Give back every record exactly, images excluded.
(Data for this exercise begins)
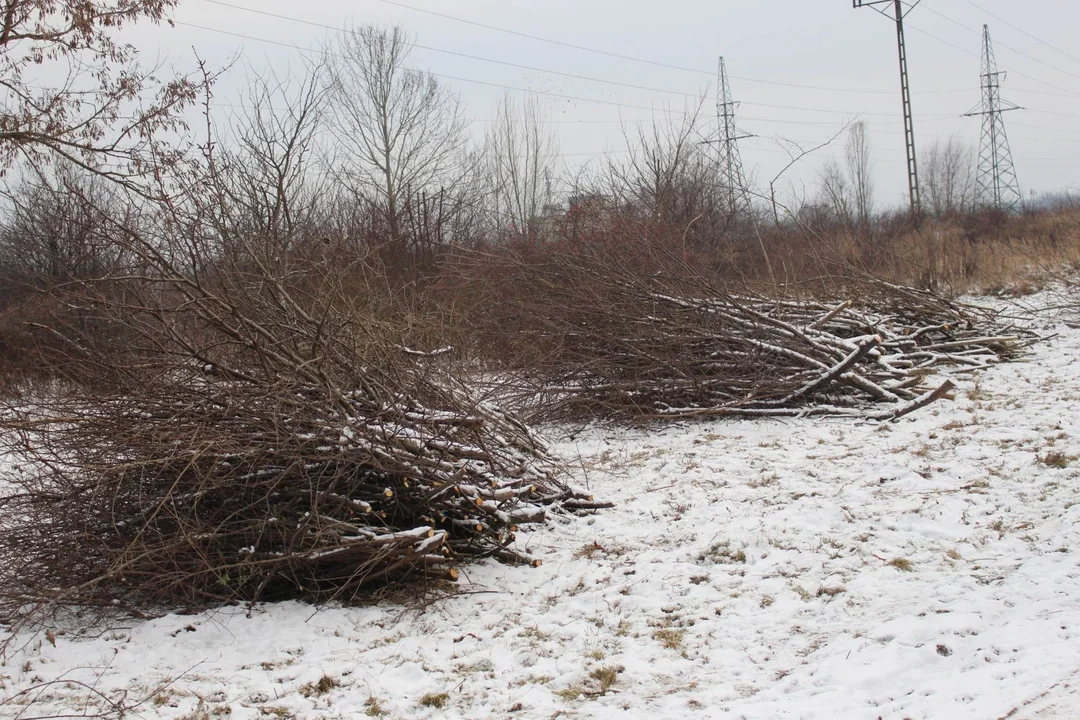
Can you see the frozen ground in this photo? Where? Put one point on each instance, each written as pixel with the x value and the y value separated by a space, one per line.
pixel 801 569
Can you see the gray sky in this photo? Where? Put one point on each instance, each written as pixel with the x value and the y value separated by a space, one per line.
pixel 800 68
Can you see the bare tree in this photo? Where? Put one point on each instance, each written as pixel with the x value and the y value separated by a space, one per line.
pixel 848 189
pixel 96 117
pixel 272 167
pixel 837 193
pixel 401 133
pixel 948 176
pixel 860 173
pixel 521 151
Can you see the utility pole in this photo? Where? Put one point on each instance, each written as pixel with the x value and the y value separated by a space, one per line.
pixel 898 15
pixel 997 185
pixel 732 178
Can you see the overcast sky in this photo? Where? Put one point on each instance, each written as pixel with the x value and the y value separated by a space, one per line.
pixel 799 68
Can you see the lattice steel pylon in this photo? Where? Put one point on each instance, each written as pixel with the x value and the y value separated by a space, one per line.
pixel 900 10
pixel 732 178
pixel 996 185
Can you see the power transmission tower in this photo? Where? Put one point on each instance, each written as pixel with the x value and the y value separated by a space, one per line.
pixel 732 178
pixel 900 11
pixel 996 185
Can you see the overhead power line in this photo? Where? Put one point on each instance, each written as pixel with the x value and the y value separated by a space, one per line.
pixel 1022 30
pixel 899 11
pixel 531 68
pixel 997 184
pixel 565 44
pixel 1001 44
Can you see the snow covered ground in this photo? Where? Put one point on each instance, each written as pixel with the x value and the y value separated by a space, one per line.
pixel 928 568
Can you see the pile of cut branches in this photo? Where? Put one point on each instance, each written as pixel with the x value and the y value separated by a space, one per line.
pixel 277 436
pixel 638 331
pixel 202 493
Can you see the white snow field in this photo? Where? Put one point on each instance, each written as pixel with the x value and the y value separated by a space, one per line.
pixel 810 568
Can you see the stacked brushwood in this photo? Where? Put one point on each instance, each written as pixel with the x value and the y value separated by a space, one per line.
pixel 638 334
pixel 277 438
pixel 226 492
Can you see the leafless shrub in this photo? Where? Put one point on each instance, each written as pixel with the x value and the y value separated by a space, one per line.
pixel 280 435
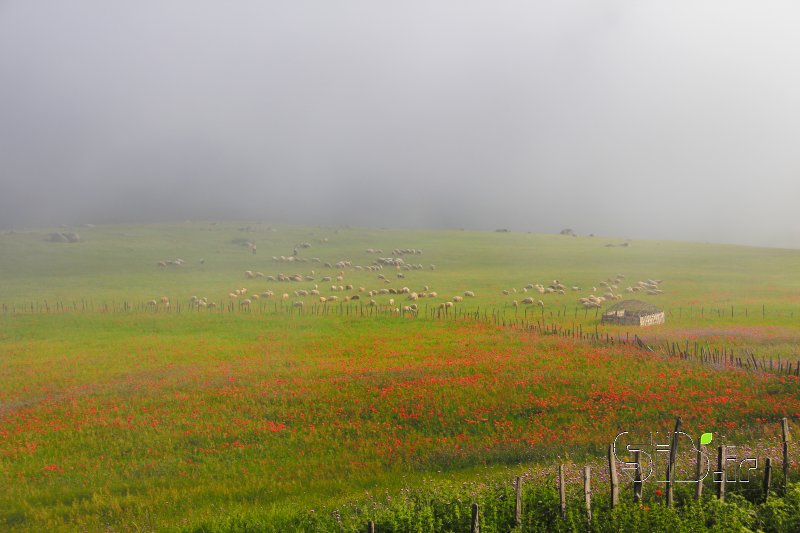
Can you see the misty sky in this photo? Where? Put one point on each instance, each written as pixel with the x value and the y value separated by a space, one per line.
pixel 635 119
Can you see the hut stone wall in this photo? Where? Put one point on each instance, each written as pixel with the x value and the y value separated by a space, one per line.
pixel 651 320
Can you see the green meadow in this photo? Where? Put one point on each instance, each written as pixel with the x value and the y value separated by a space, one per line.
pixel 120 415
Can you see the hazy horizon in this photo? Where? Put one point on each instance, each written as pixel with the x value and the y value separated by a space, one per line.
pixel 645 121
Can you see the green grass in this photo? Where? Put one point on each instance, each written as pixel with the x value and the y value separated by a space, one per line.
pixel 143 419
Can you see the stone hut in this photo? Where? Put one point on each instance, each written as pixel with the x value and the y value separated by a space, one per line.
pixel 634 313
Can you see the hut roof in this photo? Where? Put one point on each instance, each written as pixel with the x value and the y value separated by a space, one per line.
pixel 634 308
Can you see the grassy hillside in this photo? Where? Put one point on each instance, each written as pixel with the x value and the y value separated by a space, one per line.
pixel 139 418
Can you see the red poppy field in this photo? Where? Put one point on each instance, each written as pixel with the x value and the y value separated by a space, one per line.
pixel 175 420
pixel 125 405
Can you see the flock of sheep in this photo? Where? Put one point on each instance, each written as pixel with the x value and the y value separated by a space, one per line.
pixel 401 300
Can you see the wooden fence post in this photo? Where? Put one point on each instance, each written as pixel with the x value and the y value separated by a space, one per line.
pixel 612 469
pixel 721 469
pixel 786 437
pixel 673 452
pixel 767 477
pixel 587 491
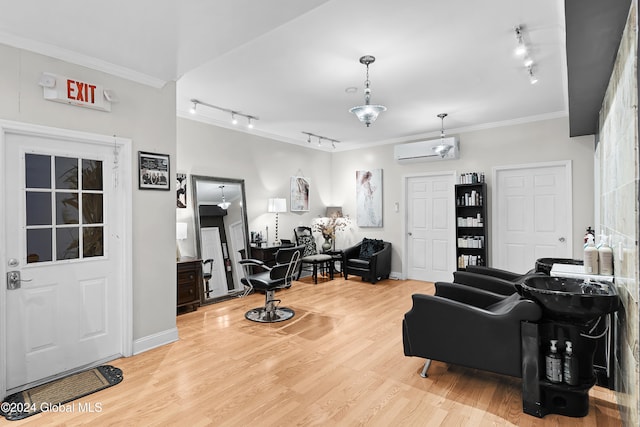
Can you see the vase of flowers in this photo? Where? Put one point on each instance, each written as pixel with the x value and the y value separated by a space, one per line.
pixel 328 227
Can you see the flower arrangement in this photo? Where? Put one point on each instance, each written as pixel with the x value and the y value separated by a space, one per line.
pixel 329 226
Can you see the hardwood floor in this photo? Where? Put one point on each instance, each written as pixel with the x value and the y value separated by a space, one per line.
pixel 339 361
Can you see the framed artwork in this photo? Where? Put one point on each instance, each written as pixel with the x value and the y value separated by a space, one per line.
pixel 153 171
pixel 181 189
pixel 369 198
pixel 299 194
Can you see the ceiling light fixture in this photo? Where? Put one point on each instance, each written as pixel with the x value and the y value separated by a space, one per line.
pixel 233 113
pixel 320 139
pixel 442 149
pixel 367 113
pixel 224 204
pixel 532 78
pixel 521 48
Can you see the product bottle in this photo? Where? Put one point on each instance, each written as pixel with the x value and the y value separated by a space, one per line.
pixel 590 257
pixel 605 257
pixel 570 365
pixel 554 364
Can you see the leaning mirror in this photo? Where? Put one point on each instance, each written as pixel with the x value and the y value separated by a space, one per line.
pixel 221 234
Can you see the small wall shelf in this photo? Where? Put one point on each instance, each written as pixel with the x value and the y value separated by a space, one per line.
pixel 471 224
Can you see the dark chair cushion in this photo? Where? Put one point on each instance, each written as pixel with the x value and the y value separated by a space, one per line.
pixel 370 247
pixel 309 245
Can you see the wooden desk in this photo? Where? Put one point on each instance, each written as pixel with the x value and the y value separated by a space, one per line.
pixel 189 281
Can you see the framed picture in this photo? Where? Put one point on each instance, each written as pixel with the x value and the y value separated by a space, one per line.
(Data for this exercise ends)
| Written solution |
Can you see the frozen ground in this photo? Where? Put one point on each instance, each written as pixel with the x value and the y value separated by a space, one per line.
pixel 801 569
Can you see the gray sky in this photo? Where? Put one point on each instance, each written as pixel with the x value and the y value separated by a space, one per line.
pixel 800 68
Can you see the bare tree in this photo? Where? Put one point on each instance, each written as pixel with the x value and the y value separated by a space, one per line.
pixel 848 189
pixel 96 117
pixel 272 167
pixel 837 193
pixel 401 133
pixel 948 176
pixel 860 173
pixel 521 151
Can you see the utility pole in this photo? Where? Put one point on each instance, each written as pixel with the x value and the y value separated by a space, one per line.
pixel 898 15
pixel 997 185
pixel 732 178
Can you see the overcast sky in this photo? Where? Put one point on each instance, each written as pixel with the x value and the y value separated by a space, one per line.
pixel 799 68
Can you see the lattice steel pylon in this photo? Where? Put one point on each instance, each written as pixel with the x value and the y value separated by a space, one per line.
pixel 900 10
pixel 732 178
pixel 996 185
Can you see the power transmission tower in this photo? Where? Put one point on each instance, each written as pixel with the x value and the y value separated by a space, one per line.
pixel 732 178
pixel 900 11
pixel 996 185
Can you see the overhead power line in this photo? Where? Put one point on each instance, each written as pixel with the x value and the y value separated by a space, one per line.
pixel 1022 30
pixel 899 11
pixel 531 68
pixel 997 184
pixel 565 44
pixel 1001 44
Can you see the snow covered ground in this photo? Where? Put one point on each instance, each written as pixel with the x value and the y value separated by a space, one per line.
pixel 928 568
Can you see the pile of cut branches in this photo? Where? Put one point on each instance, each written as pixel with the x value and the y value separated by a space, one per line.
pixel 277 436
pixel 638 331
pixel 202 493
Can you see the white snow field in this photo? Where? Put one point on each instance, each written as pixel with the x value and the y value separated by a space, one per line.
pixel 810 568
Can you see the stacked brushwood in this photo? Where? Put one point on each instance, each written as pixel with the x value and the y value separated by a space, one per line.
pixel 638 334
pixel 277 438
pixel 226 492
Can you see the leafless shrub in this photo? Where? Put one point on each instance, each written as pixel with the x value and the y value separated by a space, one per line.
pixel 280 435
Can you see the misty sky in this photo? Where? Put one point on each instance, each written as pixel with the x value and the y value separated by a space, one per line.
pixel 635 119
Can you see the hut stone wall in this photo? Where? Put one point on each instance, each written as pixel with the x value and the y value separated by a space, one per line.
pixel 651 320
Can you see the green meadow in this photo? Where? Put one point on each instance, each written as pixel with the x value and the y value separated by a space, one per line.
pixel 120 415
Can you see the hazy horizon in this photo? Where? Put one point on each instance, each written as pixel with the x value and the y value separated by a space, one per line.
pixel 645 121
Can you see the green grass in this photo? Where? Put one point on each instance, each written as pixel with the x value and the y value separated by a space, one per line.
pixel 143 419
Can you see the stone hut in this photo? Where? Put one point on each instance, each written as pixel with the x value and the y value separated by a space, one per line.
pixel 634 313
Can you see the hut roof in this photo? Where? Put one point on each instance, each written as pixel with the x value and the y value separated by a space, one per line.
pixel 634 308
Can you see the grassy hillside in this photo? Where? Put one point on each instance, each written as pixel with the x value and the y value separated by a space, one per line.
pixel 139 418
Can you see the red poppy field in this photo? Where? Put one point on each instance, each written as pixel with the x value and the y value separated by a space, one per line.
pixel 175 420
pixel 125 405
Can you see the flock of sheep in this photo? Where? Put one point on each instance, each written as pixel with the x value and the y value separated by a space, one per line.
pixel 401 300
Can you see the wooden fence post in this photo? Where? Put one point on each instance, each written as pixel with the x value and the y value separated by a space, one per line.
pixel 612 469
pixel 721 469
pixel 786 437
pixel 673 452
pixel 767 477
pixel 587 491
Can you see the vase of flowers in this photo? Where? Put one point on each instance, each written as pixel with the x value and the y value separated by a space, one per line.
pixel 328 227
Can you see the flower arrangement in this photo? Where? Put one point on each instance, each written as pixel with the x value and the y value separated by a space, one per line.
pixel 329 226
Can you see the hardwood floor in this photo? Where? Put one point on each instance, each written as pixel with the x value and the y value separated by a space, one per line.
pixel 339 361
Can you see the framed artwork in this photo? Where? Put one point on each instance, each written as pixel with the x value and the y value separated by a space, one per line.
pixel 153 171
pixel 181 189
pixel 369 198
pixel 299 194
Can you see the ceiling light fixture in this photo? Where? Put one point on each instance, each written as pixel with the x value and the y value separated by a space, one per line.
pixel 233 113
pixel 320 139
pixel 442 149
pixel 367 113
pixel 224 204
pixel 532 78
pixel 521 48
Can you see the product bottle in this photo? Where? Put one point on each instance, each written as pixel with the x value and the y value separated by a space, one per line.
pixel 590 257
pixel 605 257
pixel 570 365
pixel 554 364
Can you see the leaning mirror in this photo? Where? Put one point on each instance, each written as pixel with the x value and the y value separated by a space, one per line.
pixel 221 234
Can you see the small wall shelf in this photo? Where? Put one point on each instance, each written as pixel with the x value and the y value separated by a space, one per line.
pixel 471 224
Can you see the dark chair cushion in this photo? Where? Put one point on each instance, each written as pixel with the x value and the y value separated by a space, one per line.
pixel 370 247
pixel 309 245
Can you see the wooden desk in this photo? Where? Put one point on each instance, each written as pixel with the x value and the y value separated by a space, one per line.
pixel 189 281
Can you see the framed picture in this photo? Where? Put one point on each instance, each written as pixel with the x value and the y value separated by a space, one per line.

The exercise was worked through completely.